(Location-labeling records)
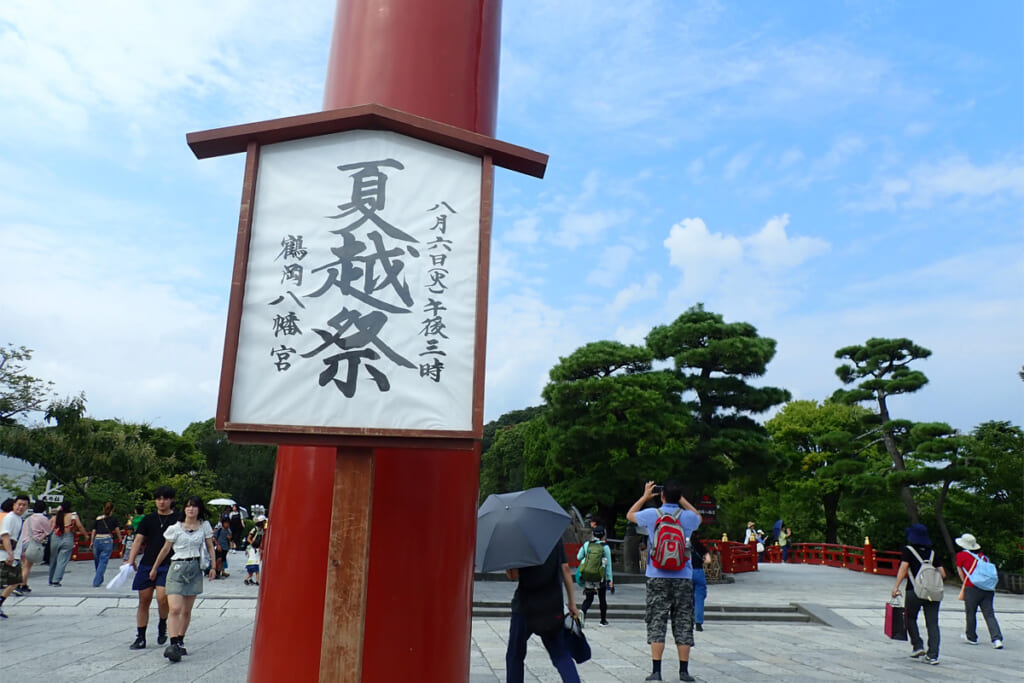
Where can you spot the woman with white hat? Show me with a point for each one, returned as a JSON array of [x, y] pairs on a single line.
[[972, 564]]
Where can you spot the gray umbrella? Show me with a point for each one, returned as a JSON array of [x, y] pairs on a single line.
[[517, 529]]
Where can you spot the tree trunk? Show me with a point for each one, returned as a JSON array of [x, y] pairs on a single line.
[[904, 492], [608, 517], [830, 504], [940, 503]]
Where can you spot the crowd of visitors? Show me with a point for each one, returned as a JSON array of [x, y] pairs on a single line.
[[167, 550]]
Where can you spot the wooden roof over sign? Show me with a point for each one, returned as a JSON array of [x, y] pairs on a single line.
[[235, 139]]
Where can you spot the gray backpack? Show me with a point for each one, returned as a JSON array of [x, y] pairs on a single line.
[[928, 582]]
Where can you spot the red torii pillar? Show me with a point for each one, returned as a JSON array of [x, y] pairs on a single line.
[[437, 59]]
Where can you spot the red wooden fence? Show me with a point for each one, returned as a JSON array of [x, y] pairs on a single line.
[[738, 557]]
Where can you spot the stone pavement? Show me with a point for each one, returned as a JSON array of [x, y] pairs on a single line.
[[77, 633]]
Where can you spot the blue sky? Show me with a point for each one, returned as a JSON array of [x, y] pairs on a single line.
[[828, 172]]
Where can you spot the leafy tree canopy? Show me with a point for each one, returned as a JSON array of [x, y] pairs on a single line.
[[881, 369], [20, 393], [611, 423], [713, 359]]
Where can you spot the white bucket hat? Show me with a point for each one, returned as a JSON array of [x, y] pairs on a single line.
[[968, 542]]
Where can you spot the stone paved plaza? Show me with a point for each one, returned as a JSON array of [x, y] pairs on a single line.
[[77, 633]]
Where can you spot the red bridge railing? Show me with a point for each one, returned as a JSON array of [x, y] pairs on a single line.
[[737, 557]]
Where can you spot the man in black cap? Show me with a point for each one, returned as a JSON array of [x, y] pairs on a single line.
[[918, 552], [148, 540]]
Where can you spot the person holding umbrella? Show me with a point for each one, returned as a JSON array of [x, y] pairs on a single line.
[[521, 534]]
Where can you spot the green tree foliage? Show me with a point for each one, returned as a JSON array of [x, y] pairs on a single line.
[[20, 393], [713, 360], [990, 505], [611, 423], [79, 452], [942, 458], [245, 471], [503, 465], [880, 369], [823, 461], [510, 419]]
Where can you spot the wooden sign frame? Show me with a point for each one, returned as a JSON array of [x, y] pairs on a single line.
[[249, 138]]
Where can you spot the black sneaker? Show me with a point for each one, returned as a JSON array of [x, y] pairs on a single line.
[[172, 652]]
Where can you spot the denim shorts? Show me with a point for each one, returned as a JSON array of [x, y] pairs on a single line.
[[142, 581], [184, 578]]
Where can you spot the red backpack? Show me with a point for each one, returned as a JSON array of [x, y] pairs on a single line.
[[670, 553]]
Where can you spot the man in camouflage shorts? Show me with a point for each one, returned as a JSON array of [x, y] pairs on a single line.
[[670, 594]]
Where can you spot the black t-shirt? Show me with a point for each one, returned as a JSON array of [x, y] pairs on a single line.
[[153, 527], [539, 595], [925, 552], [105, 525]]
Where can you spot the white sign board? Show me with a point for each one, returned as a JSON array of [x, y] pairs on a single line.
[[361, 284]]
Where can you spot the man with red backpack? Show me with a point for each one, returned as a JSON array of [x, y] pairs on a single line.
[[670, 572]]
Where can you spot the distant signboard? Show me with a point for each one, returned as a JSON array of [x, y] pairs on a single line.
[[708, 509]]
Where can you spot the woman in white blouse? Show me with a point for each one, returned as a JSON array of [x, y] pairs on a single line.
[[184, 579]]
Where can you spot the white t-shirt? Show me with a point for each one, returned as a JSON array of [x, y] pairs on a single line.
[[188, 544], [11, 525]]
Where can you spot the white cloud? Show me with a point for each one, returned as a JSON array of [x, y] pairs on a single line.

Goal =
Reproduce every one of the records above verbatim, leaving out the pictures.

Response to the task =
Where can you spot the woman with white hat? Show me with a point for each one, returned as a JSON array of [x, y] pairs on a single line.
[[972, 564]]
Where can you spot the gray umbrella? Show me with a point for each one, returned as a JSON array of [x, y] pairs on a single line.
[[517, 529]]
Where can you spot the tree trunk? Show me with a point for each one, returned as a JSON array of [x, y] pairs on a single line.
[[904, 492], [608, 517], [830, 504], [940, 503]]
Where can you spot the crowd of visitors? Show me with a point for each one, returned as a JSON array of [x, y] pairs on a single line.
[[167, 550]]
Where can you spot the wooden roof over sign? Show me with a point for each one, returned as a JSON array of [x, y] pairs on a single line.
[[235, 139]]
Where can you spot the gray backpack? Show me with a point for each one, returned as a JSON array of [x, y] pairs on a single line.
[[928, 582]]
Where can you spot the red torii pillar? Show me with a point for each one, returned as a JSON array of [x, y] pairs on a single line.
[[437, 59]]
Where can you spot the red wooden fence? Show me with a point for each one, returned as a JSON array of [x, y] pairs on a single line.
[[738, 557]]
Where can you spot the stone pavement? Show me with a point for each one, returned as a JSON array of [x, y] pairs on a single line.
[[77, 633]]
Where can you spot the blue sky? Show me with a point for each one, returned as a JSON array of [x, y] pairs on a single line.
[[828, 172]]
Where can you spot the leafy tree canopy? Show me with a point for each one, returned as a JSON array of [x, y] pairs on a single line.
[[881, 369], [20, 393], [611, 423], [713, 359]]
Where can you spot the white bucket hat? Show me with a point for each one, returned as a JSON array of [x, y] pairs on a single line.
[[968, 542]]
Where can you spot the stone paved plaza? Show me with a point for each one, returned as a JSON array of [x, y] pairs on a single line.
[[77, 633]]
Where can you spot the red bridge railing? Show me with a point for each one, returned as a JSON array of [x, y] pairs on a single line.
[[737, 557]]
Where can you spot the man in black cap? Show me with a point for each one, returned as a JSON array of [x, y] pairs on a single line.
[[918, 552], [148, 540]]
Where can you spot the person holding umbrella? Show me with a point for each one, returned as a JSON array of [x, y] pairs on a single line.
[[521, 534]]
Where can you spot the green tree foliage? Show me with a point for each one, returned as a JSON array of [x, y] pairs on a single line.
[[20, 393], [713, 360], [990, 505], [611, 423], [79, 452], [942, 458], [245, 471], [503, 465], [880, 369], [823, 461], [510, 419]]
Where can you spot the wooden sign frame? Show me with a point for each one, returned as a JSON array of [x, y] pairs on a single line.
[[249, 138]]
Where can you spot the black sneaker? Show me with a point for each one, returned as a JSON array of [x, y] pairs on a single line.
[[172, 652]]
Where can you spot the denim shorts? Show me with a point for each one, returned as a JSON array of [x, y] pairs on a single line.
[[142, 581], [184, 578]]
Where can you spot the red backpack? Show me with a point for each one, returned as a JSON array of [x, y] pairs on a single line.
[[670, 553]]
Where can you spot the man in camouflage shorts? Show me with a point for each one, returned as a JSON array of [x, y] pairs on a single line.
[[670, 594]]
Where can you spot the black t-shirt? Show me with a point for each one, returned as a JSON array of [x, y] pairs on a single line.
[[153, 527], [539, 595], [925, 552], [105, 525]]
Where can you spot the white sign board? Show me with a point for each one, returned as a JSON array of [x, y] pairs on a single line.
[[361, 284]]
Where can you spot the man with red backpack? Show me with a point for each one, returned as a JSON array of [x, y] pairs on a single line.
[[670, 572]]
Where can you spot the distant signboard? Show me with a point for each one, returned as a JSON array of [x, y] pairs on a single line.
[[708, 509]]
Where can you spot the woman in white blouse? Show me with a point for each one, returned as a JSON array of [x, y] pairs on a single line.
[[184, 579]]
Where can you spot the white t-shirt? Show me with a point for each one, returned as a JSON array of [x, y] pairs on a single line.
[[188, 544], [11, 525]]
Where can you spot the white cloud? Show me with a point for each one, returned as a JSON array of [x, y] pairs on a single line.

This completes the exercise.